Exercise set
1. According to the passage on the Persikabo 1973 football club, what did PS TNI pay to acquire Persiram Raja Ampat?
2. Report every line of the listing that contains the string "rear", treating uppercase and lowercase as different.

Document passage
==*==

Persatuan Sepakbola Indonesia Kabupaten Bogor 1973, commonly known as Persikabo 1973 or by its nickname 'Kabo '73, is an Indonesian professional football club based in Bogor Regency, West Java that competes in Liga 1.

History
This club started from an initiative to participate in the 2015 Piala Jenderal Sudirman tournament with a team that incorporated players from the professional PSMS Medan club into the Indonesian National Armed Forces (TNI)'s amateur club, PS TNI. After this tournament, PS TNI parted ways with PSMS Medan but decided to become a professional club that combines soldiers with professional players. In March 2016, PS TNI appointed their first professional coach, Englishman Judan Ali and acquired Persiram Raja Ampat, a cash-strapped first-tier team from the impoverished West Papua province, for a cost of 17 billion rupiah.

For the 2018 Liga 1 season, PS TNI were renamed as PS TIRA to dilute the TNI association and moved to Bantul. The team finished 2018 Liga 1 in 15th position and escaped relegation after securing a vital 3-1 win against Borneo F.C. in the last match of the season. PS TIRA later merged with Liga 3 club Persikabo Bogor in early 2019 to form TIRA-Persikabo and play at Pakansari Stadium in Bogor Regency.

Ahead of the 2020 Liga 1 season, TIRA-Persikabo changed its name to Persikabo 1973. But they used the name TIRA-Persikabo and the same logo for the 2020 Liga 1 season because these changes were not approved by the Football Association of Indonesia (PSSI). During its May 2021 annual congress, PSSI said the club cancelled the plan to propose for a name change. But they used the name Persikabo 1973 as a commercial arrangement for the 2021–22 Liga 1 season.

==*==

Records provided
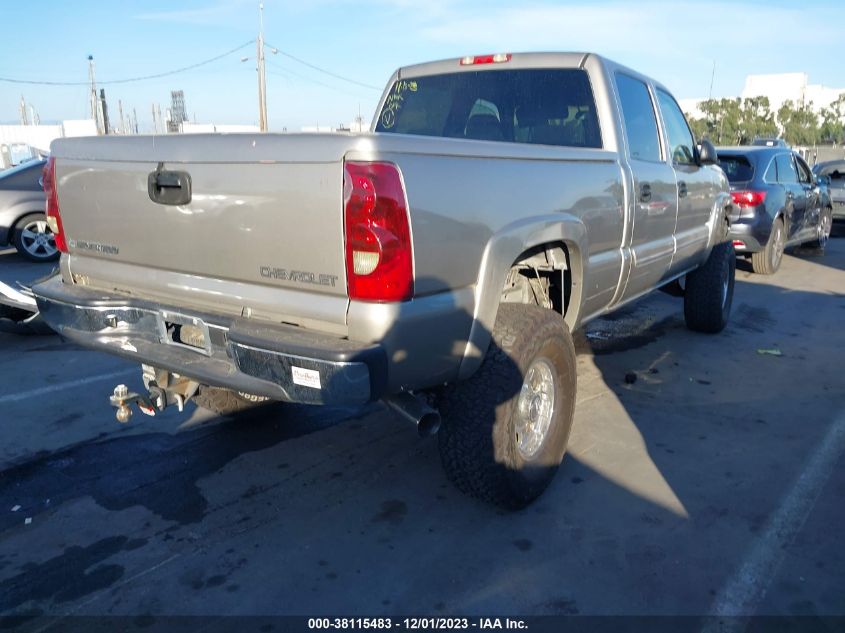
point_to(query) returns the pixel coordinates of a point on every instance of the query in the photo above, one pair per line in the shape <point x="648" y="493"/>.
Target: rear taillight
<point x="748" y="198"/>
<point x="474" y="60"/>
<point x="379" y="259"/>
<point x="54" y="218"/>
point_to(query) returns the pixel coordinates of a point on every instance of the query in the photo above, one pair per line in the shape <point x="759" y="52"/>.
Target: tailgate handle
<point x="169" y="187"/>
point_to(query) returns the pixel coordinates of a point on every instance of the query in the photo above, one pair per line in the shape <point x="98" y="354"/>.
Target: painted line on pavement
<point x="742" y="594"/>
<point x="34" y="393"/>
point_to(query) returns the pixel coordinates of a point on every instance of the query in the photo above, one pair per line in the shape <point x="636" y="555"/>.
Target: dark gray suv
<point x="781" y="203"/>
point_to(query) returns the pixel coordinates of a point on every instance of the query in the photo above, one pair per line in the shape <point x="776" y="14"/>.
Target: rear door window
<point x="681" y="143"/>
<point x="787" y="174"/>
<point x="804" y="174"/>
<point x="736" y="168"/>
<point x="639" y="118"/>
<point x="535" y="105"/>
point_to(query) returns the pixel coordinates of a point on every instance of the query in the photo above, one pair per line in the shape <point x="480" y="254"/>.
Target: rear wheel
<point x="708" y="293"/>
<point x="505" y="430"/>
<point x="767" y="261"/>
<point x="824" y="228"/>
<point x="34" y="240"/>
<point x="225" y="401"/>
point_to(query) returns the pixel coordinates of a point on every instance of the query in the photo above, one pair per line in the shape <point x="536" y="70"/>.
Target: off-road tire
<point x="825" y="229"/>
<point x="477" y="438"/>
<point x="709" y="291"/>
<point x="767" y="261"/>
<point x="225" y="401"/>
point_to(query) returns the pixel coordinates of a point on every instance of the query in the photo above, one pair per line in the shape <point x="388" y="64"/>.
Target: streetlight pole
<point x="262" y="85"/>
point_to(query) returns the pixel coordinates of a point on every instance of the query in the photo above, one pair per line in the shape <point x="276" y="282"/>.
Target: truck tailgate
<point x="264" y="210"/>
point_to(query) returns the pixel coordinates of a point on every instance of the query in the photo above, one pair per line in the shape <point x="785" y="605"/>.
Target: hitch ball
<point x="121" y="392"/>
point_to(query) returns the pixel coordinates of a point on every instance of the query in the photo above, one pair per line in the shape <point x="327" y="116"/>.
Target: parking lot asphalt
<point x="710" y="484"/>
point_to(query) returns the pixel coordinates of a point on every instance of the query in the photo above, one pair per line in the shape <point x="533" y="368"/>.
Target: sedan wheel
<point x="34" y="240"/>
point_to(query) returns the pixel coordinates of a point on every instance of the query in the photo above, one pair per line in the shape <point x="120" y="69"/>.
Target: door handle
<point x="169" y="187"/>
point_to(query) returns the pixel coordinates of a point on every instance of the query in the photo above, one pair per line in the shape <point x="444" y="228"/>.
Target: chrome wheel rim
<point x="38" y="240"/>
<point x="535" y="409"/>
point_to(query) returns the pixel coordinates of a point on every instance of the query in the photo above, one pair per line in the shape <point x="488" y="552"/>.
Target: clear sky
<point x="675" y="41"/>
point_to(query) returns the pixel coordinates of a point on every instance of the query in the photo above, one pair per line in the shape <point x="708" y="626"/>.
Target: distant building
<point x="178" y="113"/>
<point x="781" y="87"/>
<point x="790" y="86"/>
<point x="210" y="128"/>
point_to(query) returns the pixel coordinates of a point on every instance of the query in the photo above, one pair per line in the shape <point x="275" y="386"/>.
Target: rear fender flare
<point x="502" y="251"/>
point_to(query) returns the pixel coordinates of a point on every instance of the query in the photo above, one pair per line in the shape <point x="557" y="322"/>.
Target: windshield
<point x="540" y="106"/>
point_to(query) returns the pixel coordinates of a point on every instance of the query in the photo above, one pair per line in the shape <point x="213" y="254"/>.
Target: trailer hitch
<point x="176" y="390"/>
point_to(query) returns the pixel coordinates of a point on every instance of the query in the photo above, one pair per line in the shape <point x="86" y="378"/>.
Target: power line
<point x="129" y="79"/>
<point x="287" y="73"/>
<point x="323" y="70"/>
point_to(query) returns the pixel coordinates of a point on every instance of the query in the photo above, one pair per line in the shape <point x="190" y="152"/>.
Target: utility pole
<point x="122" y="121"/>
<point x="712" y="76"/>
<point x="104" y="111"/>
<point x="262" y="85"/>
<point x="94" y="101"/>
<point x="24" y="119"/>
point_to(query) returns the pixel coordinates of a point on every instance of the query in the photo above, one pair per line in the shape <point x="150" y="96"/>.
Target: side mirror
<point x="707" y="153"/>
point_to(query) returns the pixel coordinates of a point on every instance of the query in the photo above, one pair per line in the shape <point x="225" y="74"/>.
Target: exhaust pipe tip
<point x="415" y="410"/>
<point x="429" y="424"/>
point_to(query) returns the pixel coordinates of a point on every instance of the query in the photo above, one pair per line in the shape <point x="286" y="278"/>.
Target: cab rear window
<point x="736" y="168"/>
<point x="539" y="106"/>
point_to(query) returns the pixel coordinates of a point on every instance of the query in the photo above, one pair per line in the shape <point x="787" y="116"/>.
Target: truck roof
<point x="516" y="60"/>
<point x="571" y="59"/>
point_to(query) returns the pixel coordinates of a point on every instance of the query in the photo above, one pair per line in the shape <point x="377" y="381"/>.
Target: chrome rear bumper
<point x="277" y="361"/>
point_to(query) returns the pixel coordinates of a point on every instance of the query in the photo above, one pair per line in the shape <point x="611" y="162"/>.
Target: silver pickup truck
<point x="438" y="263"/>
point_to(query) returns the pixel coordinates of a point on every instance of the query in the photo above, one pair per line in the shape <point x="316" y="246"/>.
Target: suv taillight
<point x="746" y="198"/>
<point x="54" y="218"/>
<point x="379" y="259"/>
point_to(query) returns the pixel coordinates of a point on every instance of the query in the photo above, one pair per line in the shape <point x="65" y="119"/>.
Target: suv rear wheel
<point x="709" y="290"/>
<point x="505" y="430"/>
<point x="767" y="261"/>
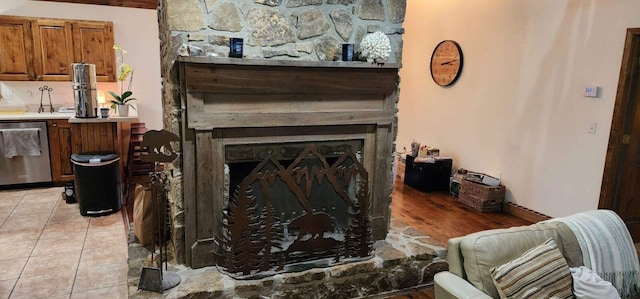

==*==

Full answers
1. 17 billion rupiah

2.
Target: rear taillight
Target: rear door window
Target: rear wheel
Target: rear fender flare
Target: cab rear window
Target: chrome rear bumper
Target: suv rear wheel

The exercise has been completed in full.